Written request 1 =
Answer these about the patent page:
(a) Who is listed as the inventor?
(b) What is the filing date?
(c) Through what does the transportable memory communicate with the computer?
Written request 2 = In the patent page, rewrite the passage between "An EDP system" and "by reference herein.", inclusive, switching "workstation" to "terminal".

___ Quoted passage ___

US20040230808A1

US20040230808A1 - EDP system and a method for utilizing the EDP system

Info

Publication number: US20040230808A1
Application number: US10/840,482
Authority: US
Inventors: Stefan Schek
Original assignee: Leica Microsystems Heidelberg GmbH
Current assignee: Leica Microsystems CMS GmbH
Priority date: 2003-05-16
Filing date: 2004-05-06
Publication date: 2004-11-18

Abstract

An EDP system having at least one EDP-assisted workstation (1, 2), in particular a PC (3, 4), computing system, process computer, network, etc., user-specific data that can encompass software adaptations or software settings, user interfaces, access authorizations, individually generated data, or the like being supplyable, is characterized in that the user-specific data are associated with a transportable, preferably miniaturized memory (5) that, for user-specific configuration of the workstation, communicates with the respective computer via a suitable interface (7, 8). A corresponding method serves for utilization of the system.

Description

RELATED APPLICATIONS

This application claims priority of the German patent applications 103 22 295.2 and 103 30 244.1 which are incorporated by reference herein.

___ Extracted entries ___

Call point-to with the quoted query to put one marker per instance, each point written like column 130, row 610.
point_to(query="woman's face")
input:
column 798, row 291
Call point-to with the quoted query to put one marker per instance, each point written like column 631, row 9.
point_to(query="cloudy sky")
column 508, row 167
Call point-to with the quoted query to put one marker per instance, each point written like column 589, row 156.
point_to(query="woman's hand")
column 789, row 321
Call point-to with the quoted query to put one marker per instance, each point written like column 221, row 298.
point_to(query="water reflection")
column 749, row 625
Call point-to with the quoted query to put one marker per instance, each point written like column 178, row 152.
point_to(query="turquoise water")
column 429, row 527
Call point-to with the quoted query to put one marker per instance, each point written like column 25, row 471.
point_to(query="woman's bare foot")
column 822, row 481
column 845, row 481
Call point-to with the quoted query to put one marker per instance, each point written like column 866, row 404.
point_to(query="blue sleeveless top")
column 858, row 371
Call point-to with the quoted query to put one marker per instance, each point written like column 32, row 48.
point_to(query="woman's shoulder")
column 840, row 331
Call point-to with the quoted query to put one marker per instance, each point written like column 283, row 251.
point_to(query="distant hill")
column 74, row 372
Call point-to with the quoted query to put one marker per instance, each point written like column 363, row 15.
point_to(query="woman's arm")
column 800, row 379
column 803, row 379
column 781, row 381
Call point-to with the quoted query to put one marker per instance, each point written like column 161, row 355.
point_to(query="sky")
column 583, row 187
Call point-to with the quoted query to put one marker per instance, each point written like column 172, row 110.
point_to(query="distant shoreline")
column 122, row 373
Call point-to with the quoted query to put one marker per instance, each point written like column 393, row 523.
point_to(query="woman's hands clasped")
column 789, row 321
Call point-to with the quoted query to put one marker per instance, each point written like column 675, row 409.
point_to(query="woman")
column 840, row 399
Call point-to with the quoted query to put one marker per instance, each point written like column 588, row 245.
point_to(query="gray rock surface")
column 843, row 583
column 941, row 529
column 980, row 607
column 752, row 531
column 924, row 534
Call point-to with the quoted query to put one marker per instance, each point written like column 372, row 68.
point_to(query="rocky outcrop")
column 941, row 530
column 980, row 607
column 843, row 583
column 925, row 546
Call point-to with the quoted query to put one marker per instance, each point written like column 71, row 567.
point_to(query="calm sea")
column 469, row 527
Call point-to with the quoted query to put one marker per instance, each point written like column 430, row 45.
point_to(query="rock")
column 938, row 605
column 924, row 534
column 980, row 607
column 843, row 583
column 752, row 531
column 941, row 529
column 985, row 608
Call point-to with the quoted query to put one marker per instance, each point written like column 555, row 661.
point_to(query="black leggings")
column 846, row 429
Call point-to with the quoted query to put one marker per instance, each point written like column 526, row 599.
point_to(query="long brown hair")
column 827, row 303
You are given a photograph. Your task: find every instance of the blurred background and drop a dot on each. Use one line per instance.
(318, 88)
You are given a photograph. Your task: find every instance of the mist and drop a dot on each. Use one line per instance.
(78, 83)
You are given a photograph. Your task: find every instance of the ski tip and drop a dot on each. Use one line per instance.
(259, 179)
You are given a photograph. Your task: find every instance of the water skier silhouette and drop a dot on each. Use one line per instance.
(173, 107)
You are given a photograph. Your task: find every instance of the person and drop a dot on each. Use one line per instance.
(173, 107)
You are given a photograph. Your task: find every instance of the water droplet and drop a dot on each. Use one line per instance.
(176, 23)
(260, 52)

___

Right answer 1 =
(a) Stefan Schek
(b) 2004-05-06
(c) A suitable interface (7, 8)

Right answer 2 =
An EDP system having at least one EDP-assisted terminal (1, 2), in particular a PC (3, 4), computing system, process computer, network, etc., user-specific data that can encompass software adaptations or software settings, user interfaces, access authorizations, individually generated data, or the like being supplyable, is characterized in that the user-specific data are associated with a transportable, preferably miniaturized memory (5) that, for user-specific configuration of the terminal, communicates with the respective computer via a suitable interface (7, 8). A corresponding method serves for utilization of the system.

Description

RELATED APPLICATIONS

This application claims priority of the German patent applications 103 22 295.2 and 103 30 244.1 which are incorporated by reference herein.